__Given request__.
Present every line of the items below as a Markdown table with the columns "Row" and "Item line", numbering the rows and omitting blank lines. Leave the pictures out of the table.
## begin Data for this exercise
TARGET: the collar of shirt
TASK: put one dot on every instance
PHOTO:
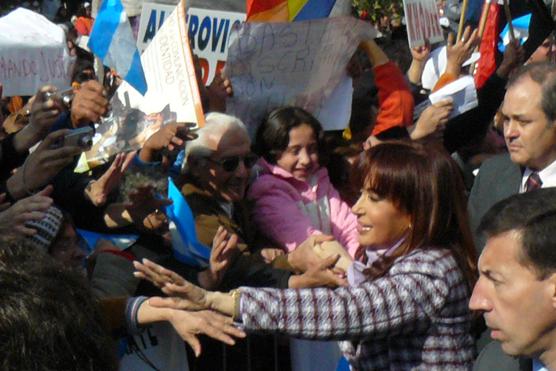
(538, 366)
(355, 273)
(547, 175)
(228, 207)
## end Data for this exercise
__Task output__.
| Row | Item line |
|---|---|
| 1 | TARGET: the collar of shirt |
| 2 | TASK: put one dot on every instance |
| 3 | PHOTO: |
| 4 | (538, 366) |
| 5 | (355, 273) |
| 6 | (547, 175) |
| 7 | (228, 207) |